#### RECORDED DATA ####
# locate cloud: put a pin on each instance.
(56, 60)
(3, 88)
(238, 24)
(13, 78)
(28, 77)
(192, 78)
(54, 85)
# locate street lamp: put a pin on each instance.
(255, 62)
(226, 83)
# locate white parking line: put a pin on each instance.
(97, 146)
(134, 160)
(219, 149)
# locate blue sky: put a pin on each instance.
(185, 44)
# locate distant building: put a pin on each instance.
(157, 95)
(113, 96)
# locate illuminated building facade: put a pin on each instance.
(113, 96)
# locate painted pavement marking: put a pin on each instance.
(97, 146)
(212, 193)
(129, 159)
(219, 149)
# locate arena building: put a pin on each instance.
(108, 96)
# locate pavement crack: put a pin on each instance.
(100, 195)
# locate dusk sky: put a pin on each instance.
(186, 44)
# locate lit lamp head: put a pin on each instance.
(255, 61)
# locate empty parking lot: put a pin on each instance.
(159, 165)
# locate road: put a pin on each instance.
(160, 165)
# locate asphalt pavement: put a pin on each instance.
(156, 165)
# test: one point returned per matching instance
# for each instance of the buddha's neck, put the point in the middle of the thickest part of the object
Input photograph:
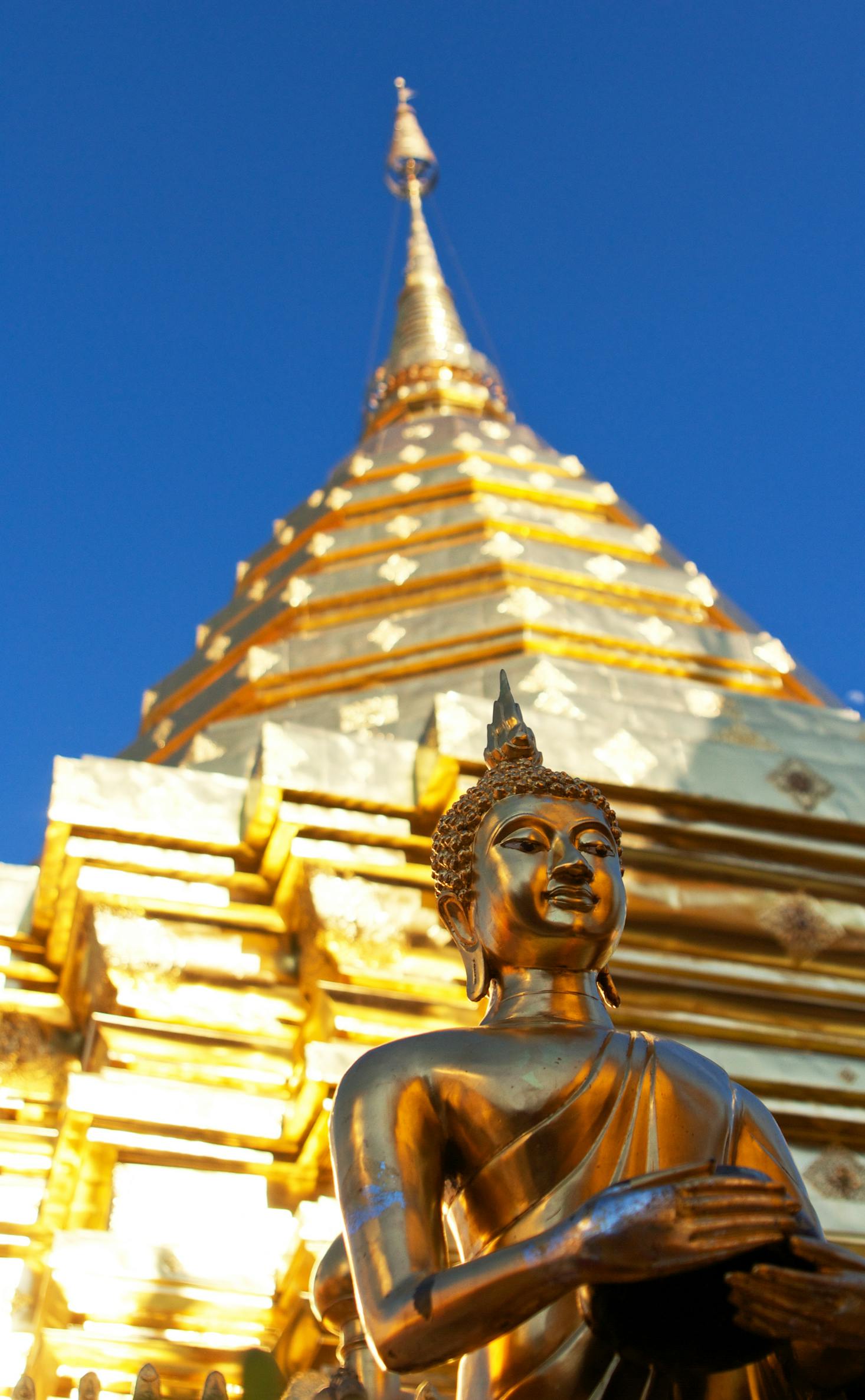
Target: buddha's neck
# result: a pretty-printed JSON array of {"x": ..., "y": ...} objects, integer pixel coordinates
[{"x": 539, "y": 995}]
####
#### RECORDED DATA ####
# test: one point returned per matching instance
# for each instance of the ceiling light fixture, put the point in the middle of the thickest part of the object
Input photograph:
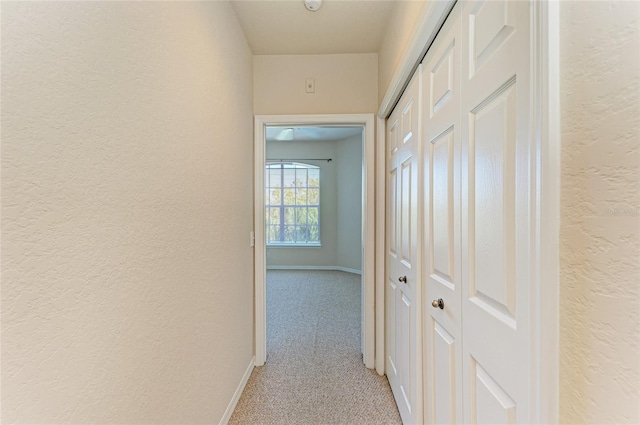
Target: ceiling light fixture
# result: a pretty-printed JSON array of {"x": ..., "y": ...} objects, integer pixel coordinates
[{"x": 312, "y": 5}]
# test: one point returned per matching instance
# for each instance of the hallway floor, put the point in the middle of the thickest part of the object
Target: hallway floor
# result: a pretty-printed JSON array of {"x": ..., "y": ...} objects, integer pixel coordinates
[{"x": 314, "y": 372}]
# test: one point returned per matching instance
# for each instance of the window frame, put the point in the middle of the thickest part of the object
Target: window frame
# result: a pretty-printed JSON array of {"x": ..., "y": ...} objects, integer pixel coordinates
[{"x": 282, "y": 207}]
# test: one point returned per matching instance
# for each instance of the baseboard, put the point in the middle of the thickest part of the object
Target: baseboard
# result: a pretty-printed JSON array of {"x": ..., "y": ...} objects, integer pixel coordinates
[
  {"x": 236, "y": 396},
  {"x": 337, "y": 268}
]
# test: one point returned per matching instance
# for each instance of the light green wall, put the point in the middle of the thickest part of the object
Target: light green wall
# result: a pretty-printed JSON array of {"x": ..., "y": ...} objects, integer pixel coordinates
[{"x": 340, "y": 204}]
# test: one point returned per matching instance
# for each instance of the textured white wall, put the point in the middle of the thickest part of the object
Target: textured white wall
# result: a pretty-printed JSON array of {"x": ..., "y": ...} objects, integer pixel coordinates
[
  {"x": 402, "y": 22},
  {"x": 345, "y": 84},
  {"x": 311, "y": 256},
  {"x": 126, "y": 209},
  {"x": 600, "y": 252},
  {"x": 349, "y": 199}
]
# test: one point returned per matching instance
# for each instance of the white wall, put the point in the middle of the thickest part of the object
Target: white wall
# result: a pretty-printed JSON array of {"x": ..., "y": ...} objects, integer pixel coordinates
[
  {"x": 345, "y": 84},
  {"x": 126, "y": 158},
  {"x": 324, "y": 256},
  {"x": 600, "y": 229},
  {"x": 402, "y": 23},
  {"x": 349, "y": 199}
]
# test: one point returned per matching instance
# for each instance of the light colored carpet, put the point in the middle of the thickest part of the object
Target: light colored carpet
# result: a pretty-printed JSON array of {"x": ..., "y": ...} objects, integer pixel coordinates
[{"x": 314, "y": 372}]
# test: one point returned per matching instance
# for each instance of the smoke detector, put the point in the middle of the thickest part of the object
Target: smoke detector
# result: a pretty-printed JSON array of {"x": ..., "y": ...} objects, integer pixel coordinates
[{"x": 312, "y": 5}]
####
**WHAT THE TASK REQUIRES**
Where a line of the data above includes the string "fixture", pull it out.

**WRITTEN RESPONSE**
# for each instance of the ceiling light fixture, put the point in the middle of the thickest part of the object
Target: ceiling light fixture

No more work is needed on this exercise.